Required work> Reproduce the lines below word for word, omitting the pictures from your answer.

begin Given records

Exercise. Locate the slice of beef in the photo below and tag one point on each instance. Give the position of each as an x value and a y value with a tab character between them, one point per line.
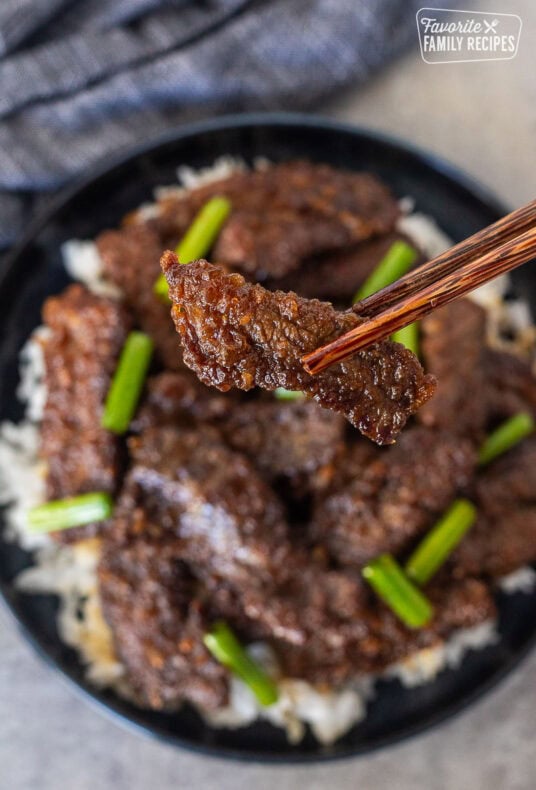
285	213
237	334
179	398
302	209
230	523
155	610
87	333
452	342
297	441
394	497
130	257
504	536
345	631
510	385
336	276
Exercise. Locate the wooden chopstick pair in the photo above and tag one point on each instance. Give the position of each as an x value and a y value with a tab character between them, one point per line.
495	250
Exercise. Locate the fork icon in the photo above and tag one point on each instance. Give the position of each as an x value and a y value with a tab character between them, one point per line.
490	26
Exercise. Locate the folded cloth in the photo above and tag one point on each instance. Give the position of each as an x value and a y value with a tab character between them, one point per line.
84	78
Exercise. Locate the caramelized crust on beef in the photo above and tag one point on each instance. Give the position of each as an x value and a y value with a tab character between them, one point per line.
86	334
237	334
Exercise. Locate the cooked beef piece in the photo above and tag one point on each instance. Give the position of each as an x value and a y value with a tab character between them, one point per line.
229	521
298	209
87	333
504	536
237	334
130	257
297	441
510	385
176	210
154	608
452	343
336	276
283	214
395	497
328	627
179	399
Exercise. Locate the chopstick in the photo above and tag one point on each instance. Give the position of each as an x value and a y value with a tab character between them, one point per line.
488	238
494	251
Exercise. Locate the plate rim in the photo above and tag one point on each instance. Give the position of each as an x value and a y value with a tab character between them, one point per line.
57	202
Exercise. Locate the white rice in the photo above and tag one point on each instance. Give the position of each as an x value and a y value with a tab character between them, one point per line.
70	571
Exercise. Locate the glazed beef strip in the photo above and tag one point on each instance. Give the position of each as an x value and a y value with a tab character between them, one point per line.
336	276
504	536
510	385
394	497
179	398
452	344
372	639
299	441
86	334
130	257
230	523
237	334
284	213
155	609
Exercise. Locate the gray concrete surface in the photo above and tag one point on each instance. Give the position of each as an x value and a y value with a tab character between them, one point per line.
483	118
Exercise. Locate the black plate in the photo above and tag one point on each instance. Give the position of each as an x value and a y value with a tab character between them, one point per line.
34	270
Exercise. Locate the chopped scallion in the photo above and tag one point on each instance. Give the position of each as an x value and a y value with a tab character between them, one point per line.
391	584
199	237
226	648
398	259
440	541
505	437
408	336
73	512
127	382
282	394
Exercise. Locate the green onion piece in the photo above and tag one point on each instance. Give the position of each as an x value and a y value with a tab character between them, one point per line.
199	237
226	648
73	512
282	394
441	541
127	382
505	437
408	336
391	584
397	261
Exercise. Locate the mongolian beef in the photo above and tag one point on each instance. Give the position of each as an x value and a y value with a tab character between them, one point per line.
242	506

end Given records

Exercise solution>
Exercise. Locate the slice of beef in the photo below and tag one point on each instance. Give the position of each as an x value and a y value with a tab character between them, one point per line.
285	213
237	334
179	398
302	209
230	523
155	610
87	333
452	342
297	441
394	497
130	257
504	536
345	631
510	385
336	276
Exercise. Locate the wooden chopstick pair in the photo above and tag one point on each instance. Give the position of each as an x value and a y value with a tab character between them, one point per line.
495	250
Exercise. Locate the fork icon in the photo above and tag one point on each instance. Give the position of each as an x value and a y value with a tab character between them, one point per line.
490	26
Exercise. Locate the folded cloth in the photo above and tag one point on each instance. Give the position of each as an x value and a y value with a tab character between them, one point per line.
84	78
Exercise. Locate the caramelized crust on beef in the photo above and tag one point on each instance. Give the position of each as an x value and a y value with a tab character between them, one point per line.
86	334
237	334
Exercise. Locate the cooked beef piece in the photo above and tag one point on each instance. Give the position of each as an x value and a y value with a tab character between them, one point per line.
229	521
298	209
87	333
504	536
237	334
130	257
297	441
510	385
176	210
154	608
452	343
336	276
283	214
395	497
328	627
179	399
Exercise. Locate the chopstick in the photo above and tag one point on each instance. Give the position of each as an x value and a y value with a tab character between them, one point per line.
488	238
494	251
Exercise. Locate the plate rim in the photo above and tag one point on each instance. Give the position of each as an x value and a y value with a tab character between them, one point per line.
57	202
Exercise. Locate the white rice in the photo above and tag one point on each instance. Give the position of each as an x value and a y value with a tab character between them, one point per line.
70	571
Exercise. Locate the glazed beef strip in the photo above and tag one point on each instance. Give the position of each as an x value and a y value with a tab character between them, one point per line.
336	276
504	536
510	385
394	497
179	398
452	344
372	639
299	441
86	334
130	257
230	523
237	334
284	213
155	609
Exercise. Locate the gray concrete surface in the photo above and tag one point on each instance. Give the position of each as an x value and a y value with a tab character between them, one point per line.
483	118
Exercise. Locate the black plate in the photo above and tag one point on each instance. Give the position of each as an x value and a y value with a tab character between them, one point per line.
34	270
Exercise. Locate the chopped scallion in the photo above and tag one point on each instance. Give the position of each as an x value and a y value with a tab character between them, one point per line.
391	584
199	237
226	648
398	259
440	541
505	437
408	336
73	512
127	382
282	394
Exercise. Locate the green onion piece in the photo above and tag one point on each instance. Give the position of each as an x value and a y value with a tab character between them, one point per line.
199	237
226	648
73	512
282	394
441	541
127	382
505	437
408	336
391	584
397	261
Exercise. Locate the mongolian beef in the photo above and tag one point on each instance. Give the position of each as an x value and a y value with a tab character between them, one point per line.
242	506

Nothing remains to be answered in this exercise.